◆ WHAT IS EXPECTED ◆
This task calls for copying each line below that contains "query".

Stored data entries:
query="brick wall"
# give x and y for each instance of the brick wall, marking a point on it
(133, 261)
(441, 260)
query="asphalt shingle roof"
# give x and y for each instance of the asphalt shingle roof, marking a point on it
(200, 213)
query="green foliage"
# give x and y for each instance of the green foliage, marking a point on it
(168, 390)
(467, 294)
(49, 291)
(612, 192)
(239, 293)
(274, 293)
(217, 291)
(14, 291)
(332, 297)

* * *

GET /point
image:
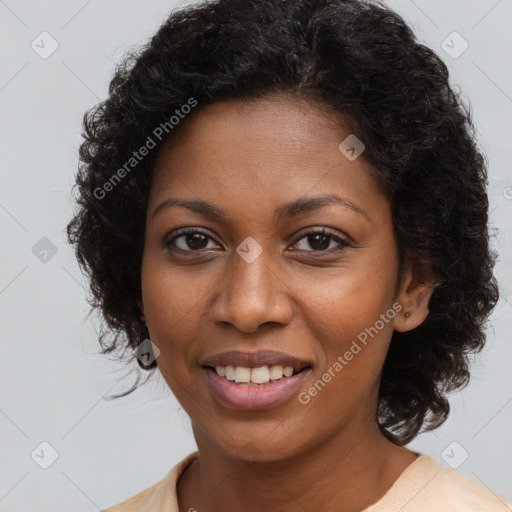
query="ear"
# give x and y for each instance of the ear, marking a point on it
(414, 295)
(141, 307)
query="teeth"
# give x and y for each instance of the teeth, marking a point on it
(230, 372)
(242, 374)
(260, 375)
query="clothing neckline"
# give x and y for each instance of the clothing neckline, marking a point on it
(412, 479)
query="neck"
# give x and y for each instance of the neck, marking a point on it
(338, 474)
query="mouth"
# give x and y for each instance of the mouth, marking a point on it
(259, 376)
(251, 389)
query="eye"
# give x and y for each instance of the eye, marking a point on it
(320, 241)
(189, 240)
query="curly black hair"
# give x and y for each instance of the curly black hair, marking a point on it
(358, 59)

◆ EXERCISE SOLUTION ◆
query="brick wall"
query="asphalt shingle roof"
query="green foliage"
query="ear"
query="teeth"
query="clothing neckline"
query="neck"
query="mouth"
query="eye"
query="curly black hair"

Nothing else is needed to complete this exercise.